● DATA PROVIDED
Start of Block
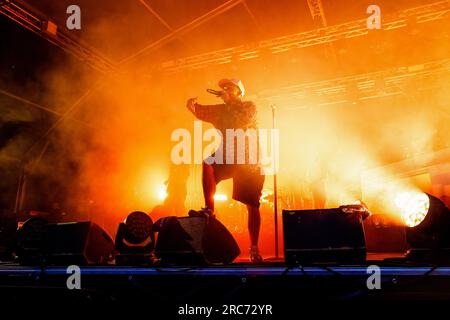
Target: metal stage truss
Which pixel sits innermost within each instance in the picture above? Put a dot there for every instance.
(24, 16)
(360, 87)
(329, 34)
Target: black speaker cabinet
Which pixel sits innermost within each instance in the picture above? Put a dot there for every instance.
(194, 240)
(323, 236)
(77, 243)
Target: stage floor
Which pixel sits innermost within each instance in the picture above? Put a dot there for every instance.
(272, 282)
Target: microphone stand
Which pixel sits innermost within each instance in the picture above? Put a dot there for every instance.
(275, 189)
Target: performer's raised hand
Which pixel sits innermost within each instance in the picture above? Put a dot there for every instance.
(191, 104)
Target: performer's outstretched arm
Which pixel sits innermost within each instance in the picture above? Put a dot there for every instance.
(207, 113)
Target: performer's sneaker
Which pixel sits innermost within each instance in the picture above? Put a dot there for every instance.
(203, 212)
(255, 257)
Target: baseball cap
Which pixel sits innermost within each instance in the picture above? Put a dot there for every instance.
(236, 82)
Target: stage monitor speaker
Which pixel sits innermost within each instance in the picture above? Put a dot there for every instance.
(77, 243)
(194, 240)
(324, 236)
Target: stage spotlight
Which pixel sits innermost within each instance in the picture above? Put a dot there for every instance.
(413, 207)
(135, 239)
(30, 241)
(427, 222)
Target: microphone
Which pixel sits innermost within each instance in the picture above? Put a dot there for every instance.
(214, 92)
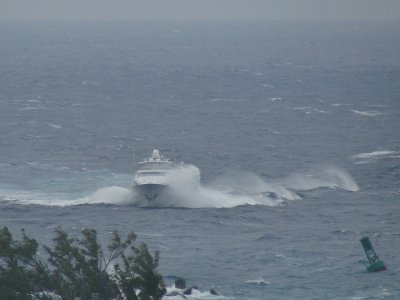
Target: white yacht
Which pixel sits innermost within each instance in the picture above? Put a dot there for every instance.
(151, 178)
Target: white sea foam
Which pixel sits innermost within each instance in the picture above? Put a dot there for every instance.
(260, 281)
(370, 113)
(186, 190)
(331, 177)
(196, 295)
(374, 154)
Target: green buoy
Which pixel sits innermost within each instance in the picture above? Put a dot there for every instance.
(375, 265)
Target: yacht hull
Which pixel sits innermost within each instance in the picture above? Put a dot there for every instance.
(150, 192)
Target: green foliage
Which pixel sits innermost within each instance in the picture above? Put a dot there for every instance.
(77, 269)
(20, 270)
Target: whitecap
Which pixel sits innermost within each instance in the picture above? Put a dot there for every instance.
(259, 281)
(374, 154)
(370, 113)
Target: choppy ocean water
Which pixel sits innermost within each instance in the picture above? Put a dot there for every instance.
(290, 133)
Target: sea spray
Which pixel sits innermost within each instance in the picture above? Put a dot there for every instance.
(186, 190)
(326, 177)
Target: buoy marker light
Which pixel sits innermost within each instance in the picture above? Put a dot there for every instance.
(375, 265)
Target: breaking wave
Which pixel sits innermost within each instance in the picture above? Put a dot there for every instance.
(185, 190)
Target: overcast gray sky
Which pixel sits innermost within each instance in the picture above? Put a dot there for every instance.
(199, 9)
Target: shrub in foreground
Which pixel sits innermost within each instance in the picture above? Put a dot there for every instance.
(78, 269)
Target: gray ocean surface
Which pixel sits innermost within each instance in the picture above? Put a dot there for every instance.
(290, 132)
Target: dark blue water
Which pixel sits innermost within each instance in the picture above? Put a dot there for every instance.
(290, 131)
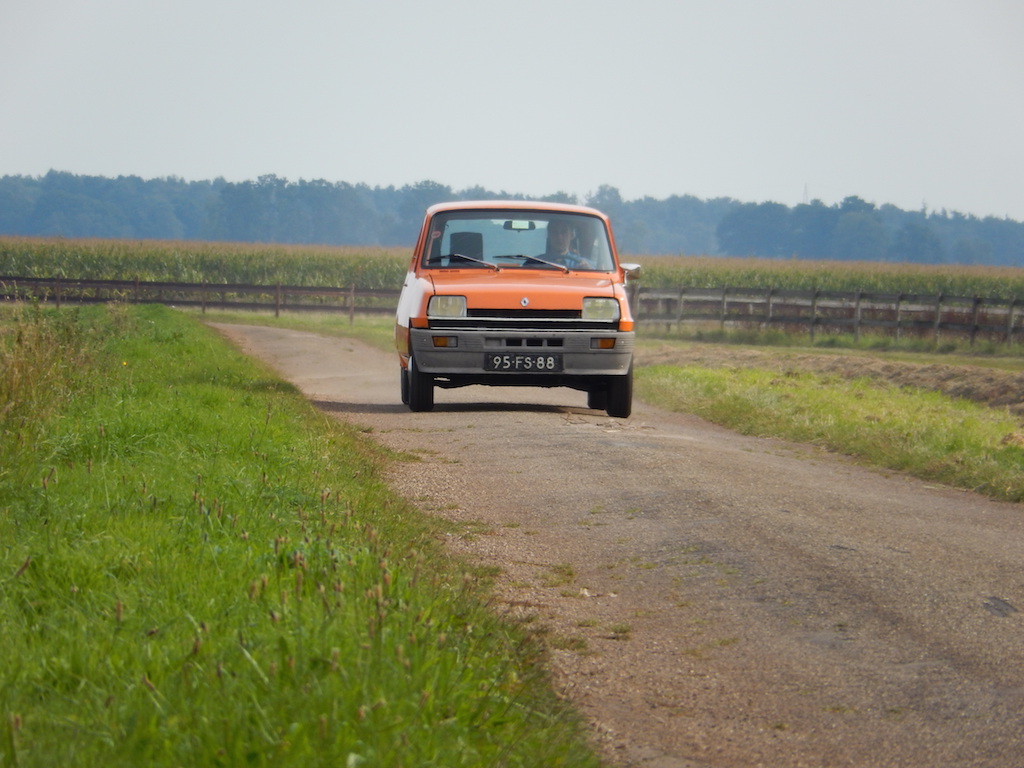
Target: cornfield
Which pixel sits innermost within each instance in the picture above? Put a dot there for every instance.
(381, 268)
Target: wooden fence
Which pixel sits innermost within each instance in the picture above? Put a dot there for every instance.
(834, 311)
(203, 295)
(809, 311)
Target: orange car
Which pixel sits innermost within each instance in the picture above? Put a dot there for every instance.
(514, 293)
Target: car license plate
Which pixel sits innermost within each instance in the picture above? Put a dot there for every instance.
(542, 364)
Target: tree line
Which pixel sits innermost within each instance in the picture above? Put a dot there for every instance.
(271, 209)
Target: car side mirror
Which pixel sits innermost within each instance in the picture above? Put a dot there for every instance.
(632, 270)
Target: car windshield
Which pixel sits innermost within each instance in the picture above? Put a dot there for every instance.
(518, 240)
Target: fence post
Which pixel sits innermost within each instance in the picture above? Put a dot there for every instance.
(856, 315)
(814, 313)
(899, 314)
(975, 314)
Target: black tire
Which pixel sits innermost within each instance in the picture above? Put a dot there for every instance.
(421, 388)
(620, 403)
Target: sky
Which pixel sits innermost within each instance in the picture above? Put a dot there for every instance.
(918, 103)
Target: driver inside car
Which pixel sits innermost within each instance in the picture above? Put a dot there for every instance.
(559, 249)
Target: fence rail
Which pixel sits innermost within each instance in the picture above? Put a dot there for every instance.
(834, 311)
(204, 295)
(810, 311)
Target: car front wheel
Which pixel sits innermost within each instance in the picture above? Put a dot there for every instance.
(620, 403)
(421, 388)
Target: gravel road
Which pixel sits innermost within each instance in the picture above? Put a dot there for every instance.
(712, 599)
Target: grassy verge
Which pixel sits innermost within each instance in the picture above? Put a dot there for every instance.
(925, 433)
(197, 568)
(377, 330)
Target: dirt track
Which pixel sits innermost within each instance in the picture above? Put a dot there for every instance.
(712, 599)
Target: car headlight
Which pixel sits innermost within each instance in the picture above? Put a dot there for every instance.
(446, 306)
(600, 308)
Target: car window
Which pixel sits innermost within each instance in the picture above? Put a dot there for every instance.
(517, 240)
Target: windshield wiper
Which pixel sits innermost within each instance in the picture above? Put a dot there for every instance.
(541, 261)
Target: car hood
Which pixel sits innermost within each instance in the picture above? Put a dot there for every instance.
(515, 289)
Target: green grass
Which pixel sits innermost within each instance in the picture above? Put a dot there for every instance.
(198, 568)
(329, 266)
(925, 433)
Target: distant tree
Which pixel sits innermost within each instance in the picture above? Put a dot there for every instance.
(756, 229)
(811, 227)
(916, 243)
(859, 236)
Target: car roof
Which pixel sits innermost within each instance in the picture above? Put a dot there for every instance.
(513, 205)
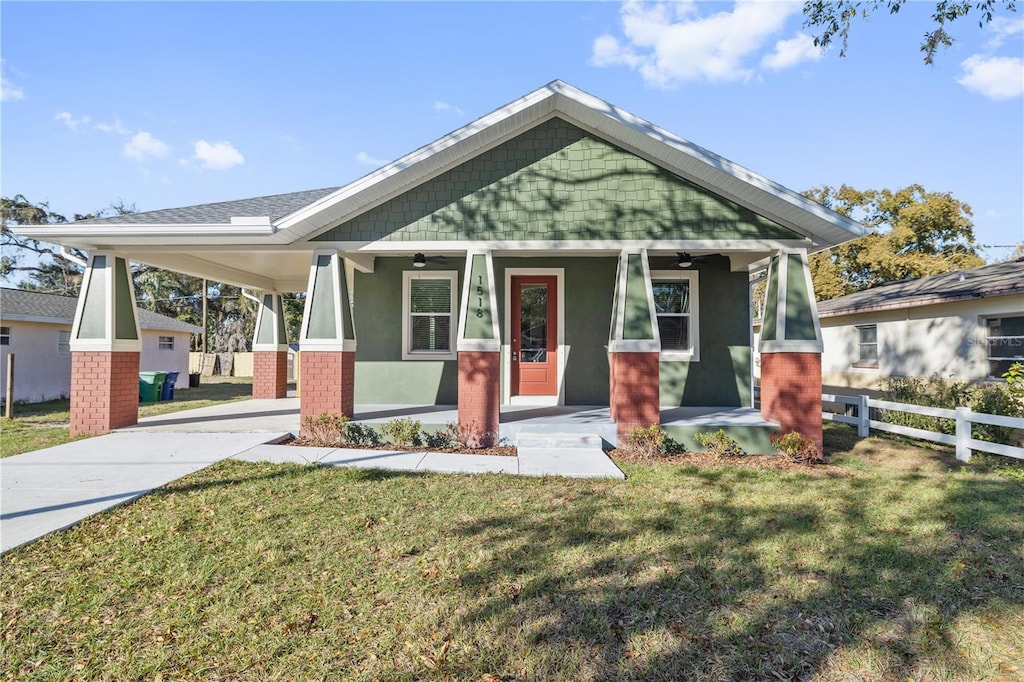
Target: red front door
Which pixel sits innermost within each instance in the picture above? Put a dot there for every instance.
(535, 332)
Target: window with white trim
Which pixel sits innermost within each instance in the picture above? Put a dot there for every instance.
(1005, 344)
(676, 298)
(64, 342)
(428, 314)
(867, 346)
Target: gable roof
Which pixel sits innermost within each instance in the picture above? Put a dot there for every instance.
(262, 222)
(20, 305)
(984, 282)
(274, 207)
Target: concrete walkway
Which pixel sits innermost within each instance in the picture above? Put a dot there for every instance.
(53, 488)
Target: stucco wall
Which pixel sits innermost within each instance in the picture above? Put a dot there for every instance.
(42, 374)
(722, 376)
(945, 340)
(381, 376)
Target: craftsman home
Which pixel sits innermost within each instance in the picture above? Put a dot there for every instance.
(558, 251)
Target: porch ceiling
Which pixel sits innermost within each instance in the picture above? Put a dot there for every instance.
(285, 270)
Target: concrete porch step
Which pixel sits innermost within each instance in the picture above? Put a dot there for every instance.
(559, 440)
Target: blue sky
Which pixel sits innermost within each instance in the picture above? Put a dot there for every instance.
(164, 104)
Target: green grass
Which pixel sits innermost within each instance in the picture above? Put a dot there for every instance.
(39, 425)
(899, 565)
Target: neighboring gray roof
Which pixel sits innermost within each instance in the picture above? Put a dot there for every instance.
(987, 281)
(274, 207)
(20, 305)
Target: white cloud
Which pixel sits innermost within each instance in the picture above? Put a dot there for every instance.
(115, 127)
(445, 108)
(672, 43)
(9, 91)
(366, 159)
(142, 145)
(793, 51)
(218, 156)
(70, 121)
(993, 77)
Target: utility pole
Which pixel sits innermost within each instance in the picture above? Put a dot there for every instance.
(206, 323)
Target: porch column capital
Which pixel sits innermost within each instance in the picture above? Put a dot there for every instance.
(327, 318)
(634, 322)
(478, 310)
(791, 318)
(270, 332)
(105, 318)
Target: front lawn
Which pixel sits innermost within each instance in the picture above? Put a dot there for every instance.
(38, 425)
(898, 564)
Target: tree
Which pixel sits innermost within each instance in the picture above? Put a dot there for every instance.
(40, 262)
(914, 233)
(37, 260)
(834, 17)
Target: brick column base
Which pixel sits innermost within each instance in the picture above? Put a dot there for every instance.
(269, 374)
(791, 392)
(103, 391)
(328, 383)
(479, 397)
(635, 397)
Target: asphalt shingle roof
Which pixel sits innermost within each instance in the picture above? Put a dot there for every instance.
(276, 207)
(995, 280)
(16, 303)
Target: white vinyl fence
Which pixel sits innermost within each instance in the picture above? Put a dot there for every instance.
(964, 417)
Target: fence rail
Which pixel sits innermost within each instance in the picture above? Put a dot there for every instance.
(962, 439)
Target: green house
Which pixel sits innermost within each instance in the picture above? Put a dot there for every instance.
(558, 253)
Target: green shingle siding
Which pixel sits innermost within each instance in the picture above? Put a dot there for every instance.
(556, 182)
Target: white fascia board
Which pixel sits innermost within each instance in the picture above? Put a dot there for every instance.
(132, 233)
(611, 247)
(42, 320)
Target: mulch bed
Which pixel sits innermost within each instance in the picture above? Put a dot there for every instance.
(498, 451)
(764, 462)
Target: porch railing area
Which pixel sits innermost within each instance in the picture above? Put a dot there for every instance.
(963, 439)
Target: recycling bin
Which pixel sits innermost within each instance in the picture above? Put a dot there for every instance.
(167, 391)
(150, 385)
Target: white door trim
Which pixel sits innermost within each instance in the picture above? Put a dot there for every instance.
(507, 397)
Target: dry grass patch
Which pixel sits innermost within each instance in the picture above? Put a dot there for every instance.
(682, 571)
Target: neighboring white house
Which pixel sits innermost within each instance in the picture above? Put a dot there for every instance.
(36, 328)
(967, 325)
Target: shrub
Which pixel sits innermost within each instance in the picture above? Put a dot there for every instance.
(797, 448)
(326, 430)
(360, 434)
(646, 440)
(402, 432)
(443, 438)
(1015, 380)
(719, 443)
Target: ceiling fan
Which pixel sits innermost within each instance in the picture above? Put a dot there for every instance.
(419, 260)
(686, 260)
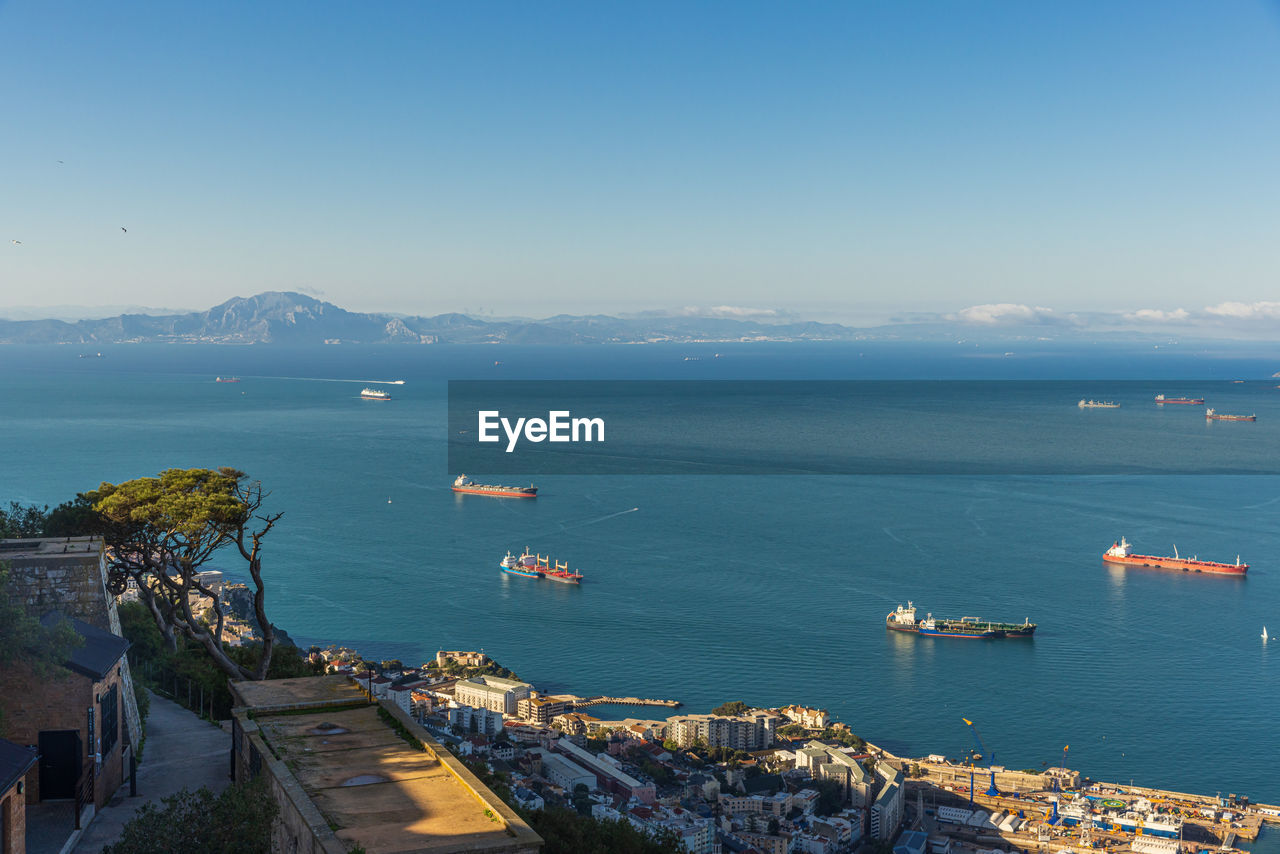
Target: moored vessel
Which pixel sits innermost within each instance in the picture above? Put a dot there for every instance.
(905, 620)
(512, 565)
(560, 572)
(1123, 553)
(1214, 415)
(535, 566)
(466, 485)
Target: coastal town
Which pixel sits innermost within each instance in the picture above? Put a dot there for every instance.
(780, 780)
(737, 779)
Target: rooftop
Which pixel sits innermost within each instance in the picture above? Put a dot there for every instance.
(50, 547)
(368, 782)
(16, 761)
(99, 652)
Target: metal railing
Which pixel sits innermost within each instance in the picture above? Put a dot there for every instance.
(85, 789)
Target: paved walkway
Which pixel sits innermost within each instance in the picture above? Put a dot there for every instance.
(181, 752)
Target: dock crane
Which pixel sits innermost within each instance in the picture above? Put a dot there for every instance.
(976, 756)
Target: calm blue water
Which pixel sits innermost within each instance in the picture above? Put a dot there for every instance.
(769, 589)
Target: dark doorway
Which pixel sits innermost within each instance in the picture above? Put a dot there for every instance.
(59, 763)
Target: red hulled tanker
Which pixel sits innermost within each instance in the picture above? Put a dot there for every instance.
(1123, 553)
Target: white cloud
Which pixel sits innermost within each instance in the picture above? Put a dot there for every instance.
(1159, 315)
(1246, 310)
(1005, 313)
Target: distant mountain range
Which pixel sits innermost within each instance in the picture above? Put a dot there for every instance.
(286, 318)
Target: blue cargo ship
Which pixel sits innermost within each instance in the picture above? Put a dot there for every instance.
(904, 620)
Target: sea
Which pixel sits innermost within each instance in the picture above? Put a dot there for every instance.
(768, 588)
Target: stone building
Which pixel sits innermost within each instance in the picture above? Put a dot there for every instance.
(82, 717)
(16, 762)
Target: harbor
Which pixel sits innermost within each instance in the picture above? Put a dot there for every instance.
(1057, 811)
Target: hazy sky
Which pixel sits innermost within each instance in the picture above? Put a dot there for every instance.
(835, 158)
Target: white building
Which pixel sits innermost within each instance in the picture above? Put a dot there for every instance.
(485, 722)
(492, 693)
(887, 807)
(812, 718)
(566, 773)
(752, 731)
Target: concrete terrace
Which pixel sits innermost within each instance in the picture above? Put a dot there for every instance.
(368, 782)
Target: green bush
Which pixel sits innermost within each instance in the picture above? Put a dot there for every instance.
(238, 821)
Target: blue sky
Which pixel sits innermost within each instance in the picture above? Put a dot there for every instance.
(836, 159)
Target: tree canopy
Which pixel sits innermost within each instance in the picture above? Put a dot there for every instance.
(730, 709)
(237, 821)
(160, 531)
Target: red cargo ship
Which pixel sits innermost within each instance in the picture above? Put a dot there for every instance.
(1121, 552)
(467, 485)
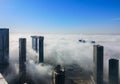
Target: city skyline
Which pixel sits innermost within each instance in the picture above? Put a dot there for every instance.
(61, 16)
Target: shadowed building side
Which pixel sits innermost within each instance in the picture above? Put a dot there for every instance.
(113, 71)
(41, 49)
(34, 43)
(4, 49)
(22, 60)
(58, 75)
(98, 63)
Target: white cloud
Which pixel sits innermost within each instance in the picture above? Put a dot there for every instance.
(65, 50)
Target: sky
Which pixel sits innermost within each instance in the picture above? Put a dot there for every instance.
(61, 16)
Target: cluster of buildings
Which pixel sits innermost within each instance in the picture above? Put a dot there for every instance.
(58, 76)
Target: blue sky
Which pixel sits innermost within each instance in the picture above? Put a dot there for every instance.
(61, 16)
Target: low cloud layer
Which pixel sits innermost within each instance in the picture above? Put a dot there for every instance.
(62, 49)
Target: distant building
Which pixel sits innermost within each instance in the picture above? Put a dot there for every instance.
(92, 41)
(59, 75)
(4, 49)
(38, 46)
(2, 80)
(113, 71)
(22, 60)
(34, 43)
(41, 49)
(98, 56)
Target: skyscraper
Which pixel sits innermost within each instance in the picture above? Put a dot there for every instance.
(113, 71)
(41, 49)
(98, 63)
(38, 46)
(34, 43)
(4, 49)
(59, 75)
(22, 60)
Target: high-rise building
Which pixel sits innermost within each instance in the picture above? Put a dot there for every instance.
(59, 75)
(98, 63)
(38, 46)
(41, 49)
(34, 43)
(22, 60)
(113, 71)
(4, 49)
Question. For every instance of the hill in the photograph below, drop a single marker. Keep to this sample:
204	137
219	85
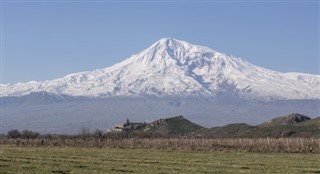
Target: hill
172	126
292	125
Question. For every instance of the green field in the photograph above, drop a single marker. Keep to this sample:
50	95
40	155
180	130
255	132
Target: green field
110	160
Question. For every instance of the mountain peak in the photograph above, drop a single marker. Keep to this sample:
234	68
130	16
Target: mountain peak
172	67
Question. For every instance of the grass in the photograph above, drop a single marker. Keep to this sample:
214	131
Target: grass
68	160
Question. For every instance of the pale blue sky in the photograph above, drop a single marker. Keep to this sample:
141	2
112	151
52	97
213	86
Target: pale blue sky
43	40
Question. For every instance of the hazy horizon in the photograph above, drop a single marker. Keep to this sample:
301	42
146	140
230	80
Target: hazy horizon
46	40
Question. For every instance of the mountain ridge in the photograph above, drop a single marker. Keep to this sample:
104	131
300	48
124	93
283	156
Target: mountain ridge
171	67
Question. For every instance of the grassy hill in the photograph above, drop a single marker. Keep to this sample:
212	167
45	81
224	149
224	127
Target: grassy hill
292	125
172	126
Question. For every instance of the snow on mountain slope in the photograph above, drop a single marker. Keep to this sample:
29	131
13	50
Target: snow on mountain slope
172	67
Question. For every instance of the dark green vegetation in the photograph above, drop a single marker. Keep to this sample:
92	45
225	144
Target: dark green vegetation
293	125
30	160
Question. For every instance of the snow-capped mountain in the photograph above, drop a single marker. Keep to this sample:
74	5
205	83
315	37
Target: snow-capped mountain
End of Block
● AIM OF THE TASK
Every line of the records that includes the word "gray" should be gathered.

● FINAL ANSWER
Target: overcast gray sky
Target: gray ocean surface
Target: neighboring gray roof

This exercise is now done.